A couple of introductory comments. One, on the vaccine news, from Pfizer, that the interim results from its large Phase trial suggest the vaccine is 90% effective, should be good news. That is an extraordinary effectiveness for a respiratory pathogen. However, I would caution you that it is unlikely to be as effective in the elderly, for whom vaccines, including the flu vaccine, often don’t provide as high a level of protection. Since the great majority of the burden of illness is in the old, I worry that given the hysterical reaction to date, even 10% to 20% of cases continuing to exist among the elderly might be enough to justify ongoing restrictions for the panic-prone.
And assuming that we actually have a President-elect, and the electoral college, not the media, will be the determiner of that, the proposed coronavirus task force is full of people who do not have a balanced perspective, including one prominent Minnesota epidemiologist, who has advocated locking us all down forever. Not a good start to ensuring that we minimize the total health and economic damage done by the epidemic and associated responses. I have some news for the experts, people die from things other than CV-19. Coronamonomania strikes again. And since I am slow completing this post, that prominent Minnesotan has indeed advocated for a complete national lockdown until we have the virus under control, or the year 2050. This guy is an embarrassment to himself, the profession and the state. He literally is clueless on important aspects of the epidemic. But the good news for all of us, every time he calls for a lockdown, it is the top in cases, so expect a rollover soon.
And here is a little data tidbit from my work on current prevalence. The rate of doubling of any event does tell you something about how fast it is occurring. The state started issuing weekly reports every Thursday (weird day to pick, use Friday or Sunday) since May 14. Based on the current number in the November 5 report, total cases doubled in about 8 weeks. Scary? Okay may not so much. Testing doubled in about 9 1/2 weeks. But testing is a huge number, almost 3 million, so not surprising it takes a long time to double. (okay, another screwed up thing about the weekly reports, they don’t use unique individuals tested, they use all tests, so you don’t actually know cases, which are a unique individual, compared to tests of unique individuals, or the true positivity rate) Hospitalizations have doubled in 12 1/2 weeks, which reflects that slowing rate of hospitalizations versus cases. And deaths doubled in a little over 20 weeks, again reflecting a even greater decline in the rate of deaths versus cases. So cases going up with some speed, hospitalizations and deaths much slower.

[Work request] Write out the COVID-19 commentary word for word from "A couple of" to "for the panic-prone.". The lines that come next have no part in this.

Stored records:
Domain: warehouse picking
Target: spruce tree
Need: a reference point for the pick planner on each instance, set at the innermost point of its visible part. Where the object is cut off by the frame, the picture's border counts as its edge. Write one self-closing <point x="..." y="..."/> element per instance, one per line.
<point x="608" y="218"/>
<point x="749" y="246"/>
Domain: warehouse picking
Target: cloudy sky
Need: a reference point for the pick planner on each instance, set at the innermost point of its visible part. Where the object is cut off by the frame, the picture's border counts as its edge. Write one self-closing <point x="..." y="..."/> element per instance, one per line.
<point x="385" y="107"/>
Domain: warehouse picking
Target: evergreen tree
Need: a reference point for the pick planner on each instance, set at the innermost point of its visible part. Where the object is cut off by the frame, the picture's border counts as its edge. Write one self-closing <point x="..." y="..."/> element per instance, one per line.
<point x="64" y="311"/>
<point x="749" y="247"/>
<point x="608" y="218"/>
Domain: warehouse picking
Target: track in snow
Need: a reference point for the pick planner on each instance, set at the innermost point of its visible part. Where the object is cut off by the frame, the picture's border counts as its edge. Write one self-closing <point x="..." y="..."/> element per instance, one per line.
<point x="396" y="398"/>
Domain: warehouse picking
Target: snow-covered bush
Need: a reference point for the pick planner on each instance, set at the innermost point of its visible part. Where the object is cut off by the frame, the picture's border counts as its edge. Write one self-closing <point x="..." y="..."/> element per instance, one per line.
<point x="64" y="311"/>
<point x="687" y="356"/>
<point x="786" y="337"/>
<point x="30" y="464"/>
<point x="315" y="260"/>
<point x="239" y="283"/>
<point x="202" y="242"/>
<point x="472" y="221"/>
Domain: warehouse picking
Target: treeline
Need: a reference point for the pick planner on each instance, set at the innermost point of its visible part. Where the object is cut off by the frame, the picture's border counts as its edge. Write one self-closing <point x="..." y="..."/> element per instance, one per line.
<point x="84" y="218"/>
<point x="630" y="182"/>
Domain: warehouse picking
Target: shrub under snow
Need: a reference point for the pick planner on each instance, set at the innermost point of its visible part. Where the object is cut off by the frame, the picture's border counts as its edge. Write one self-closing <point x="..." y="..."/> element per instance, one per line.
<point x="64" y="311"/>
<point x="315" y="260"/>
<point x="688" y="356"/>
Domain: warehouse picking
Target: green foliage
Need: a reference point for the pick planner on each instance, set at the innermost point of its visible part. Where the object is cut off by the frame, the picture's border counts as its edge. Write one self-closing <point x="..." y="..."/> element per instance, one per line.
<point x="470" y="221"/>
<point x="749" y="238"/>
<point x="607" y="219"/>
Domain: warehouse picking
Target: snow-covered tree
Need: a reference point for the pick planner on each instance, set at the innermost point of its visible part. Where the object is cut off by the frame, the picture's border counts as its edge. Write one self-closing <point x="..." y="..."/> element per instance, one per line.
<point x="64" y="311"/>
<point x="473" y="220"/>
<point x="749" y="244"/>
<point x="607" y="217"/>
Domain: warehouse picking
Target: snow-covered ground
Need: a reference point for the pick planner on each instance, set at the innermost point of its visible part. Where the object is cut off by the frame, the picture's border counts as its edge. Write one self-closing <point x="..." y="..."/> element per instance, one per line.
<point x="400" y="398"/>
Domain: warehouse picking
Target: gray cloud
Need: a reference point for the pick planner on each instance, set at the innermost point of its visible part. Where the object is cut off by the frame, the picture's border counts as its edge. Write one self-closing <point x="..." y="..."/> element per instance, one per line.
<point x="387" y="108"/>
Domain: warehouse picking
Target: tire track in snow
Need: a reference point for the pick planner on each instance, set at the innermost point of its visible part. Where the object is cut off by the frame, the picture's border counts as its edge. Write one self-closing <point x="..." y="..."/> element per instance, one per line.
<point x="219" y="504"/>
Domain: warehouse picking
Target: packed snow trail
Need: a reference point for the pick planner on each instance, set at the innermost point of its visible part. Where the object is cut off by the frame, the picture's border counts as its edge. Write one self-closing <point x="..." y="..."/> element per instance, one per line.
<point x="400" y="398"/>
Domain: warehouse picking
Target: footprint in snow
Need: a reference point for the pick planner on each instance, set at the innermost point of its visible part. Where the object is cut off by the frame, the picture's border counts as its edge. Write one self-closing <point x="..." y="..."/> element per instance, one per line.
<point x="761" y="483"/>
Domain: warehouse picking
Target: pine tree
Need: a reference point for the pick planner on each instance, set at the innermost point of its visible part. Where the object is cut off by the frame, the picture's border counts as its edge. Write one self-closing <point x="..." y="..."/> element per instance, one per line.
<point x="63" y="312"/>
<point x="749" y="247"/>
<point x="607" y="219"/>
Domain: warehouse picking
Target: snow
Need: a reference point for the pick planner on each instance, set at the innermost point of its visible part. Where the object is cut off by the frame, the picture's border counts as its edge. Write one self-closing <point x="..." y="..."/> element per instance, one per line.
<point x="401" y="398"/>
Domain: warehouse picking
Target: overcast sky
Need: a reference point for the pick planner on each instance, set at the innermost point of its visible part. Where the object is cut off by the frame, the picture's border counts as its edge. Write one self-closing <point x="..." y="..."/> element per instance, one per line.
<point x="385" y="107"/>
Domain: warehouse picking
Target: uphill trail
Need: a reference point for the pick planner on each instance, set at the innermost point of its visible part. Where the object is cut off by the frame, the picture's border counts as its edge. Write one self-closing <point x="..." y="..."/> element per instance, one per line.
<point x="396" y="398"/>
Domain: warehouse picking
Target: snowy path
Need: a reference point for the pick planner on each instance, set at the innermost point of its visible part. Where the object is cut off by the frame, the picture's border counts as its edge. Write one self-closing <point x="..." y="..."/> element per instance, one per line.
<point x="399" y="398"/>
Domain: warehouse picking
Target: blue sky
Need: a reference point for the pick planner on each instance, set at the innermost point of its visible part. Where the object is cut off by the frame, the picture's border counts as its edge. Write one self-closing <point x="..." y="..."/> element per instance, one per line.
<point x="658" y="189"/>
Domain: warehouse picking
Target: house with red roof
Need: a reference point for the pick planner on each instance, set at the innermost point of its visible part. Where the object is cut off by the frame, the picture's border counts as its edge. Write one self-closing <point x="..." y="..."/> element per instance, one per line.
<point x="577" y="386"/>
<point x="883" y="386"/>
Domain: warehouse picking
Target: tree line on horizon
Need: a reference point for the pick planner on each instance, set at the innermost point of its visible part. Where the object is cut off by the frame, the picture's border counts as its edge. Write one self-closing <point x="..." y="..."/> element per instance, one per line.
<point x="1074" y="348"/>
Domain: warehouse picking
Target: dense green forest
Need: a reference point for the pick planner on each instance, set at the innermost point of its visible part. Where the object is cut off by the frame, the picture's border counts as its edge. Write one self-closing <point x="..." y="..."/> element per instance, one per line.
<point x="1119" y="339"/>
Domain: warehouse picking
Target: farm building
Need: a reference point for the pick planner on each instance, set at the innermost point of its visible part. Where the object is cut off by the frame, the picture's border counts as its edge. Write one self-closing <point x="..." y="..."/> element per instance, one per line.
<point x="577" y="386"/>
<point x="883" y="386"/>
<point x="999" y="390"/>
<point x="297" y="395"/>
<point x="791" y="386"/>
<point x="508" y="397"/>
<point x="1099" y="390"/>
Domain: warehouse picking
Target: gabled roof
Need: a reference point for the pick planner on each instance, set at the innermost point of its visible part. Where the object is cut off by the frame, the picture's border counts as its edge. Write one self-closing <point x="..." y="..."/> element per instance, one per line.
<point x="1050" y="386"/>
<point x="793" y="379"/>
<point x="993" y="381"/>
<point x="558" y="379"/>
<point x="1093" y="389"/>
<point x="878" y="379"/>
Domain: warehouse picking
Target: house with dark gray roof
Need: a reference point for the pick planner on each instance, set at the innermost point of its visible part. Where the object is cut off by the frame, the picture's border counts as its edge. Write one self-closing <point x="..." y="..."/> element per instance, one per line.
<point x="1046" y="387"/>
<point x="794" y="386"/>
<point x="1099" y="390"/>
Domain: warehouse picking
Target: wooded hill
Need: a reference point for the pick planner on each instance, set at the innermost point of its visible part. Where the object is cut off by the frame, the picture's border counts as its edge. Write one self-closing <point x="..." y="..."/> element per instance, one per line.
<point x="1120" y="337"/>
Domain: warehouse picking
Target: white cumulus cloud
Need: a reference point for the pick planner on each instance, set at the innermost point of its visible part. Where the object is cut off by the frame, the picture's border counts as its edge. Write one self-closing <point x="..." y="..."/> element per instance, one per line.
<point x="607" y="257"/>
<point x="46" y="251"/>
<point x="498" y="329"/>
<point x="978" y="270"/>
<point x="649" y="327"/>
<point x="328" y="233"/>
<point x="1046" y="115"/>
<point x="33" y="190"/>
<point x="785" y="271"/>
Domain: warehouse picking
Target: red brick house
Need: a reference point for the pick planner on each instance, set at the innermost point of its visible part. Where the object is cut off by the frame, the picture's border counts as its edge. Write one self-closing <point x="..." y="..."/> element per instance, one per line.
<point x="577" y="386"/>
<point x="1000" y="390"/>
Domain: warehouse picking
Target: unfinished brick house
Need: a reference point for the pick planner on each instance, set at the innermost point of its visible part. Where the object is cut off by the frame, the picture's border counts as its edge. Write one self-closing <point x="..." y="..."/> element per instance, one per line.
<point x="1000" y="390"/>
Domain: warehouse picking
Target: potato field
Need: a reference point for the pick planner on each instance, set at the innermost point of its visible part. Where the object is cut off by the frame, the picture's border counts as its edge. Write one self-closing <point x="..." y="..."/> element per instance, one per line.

[Output below]
A couple of introductory comments. One, on the vaccine news, from Pfizer, that the interim results from its large Phase trial suggest the vaccine is 90% effective, should be good news. That is an extraordinary effectiveness for a respiratory pathogen. However, I would caution you that it is unlikely to be as effective in the elderly, for whom vaccines, including the flu vaccine, often don’t provide as high a level of protection. Since the great majority of the burden of illness is in the old, I worry that given the hysterical reaction to date, even 10% to 20% of cases continuing to exist among the elderly might be enough to justify ongoing restrictions for the panic-prone.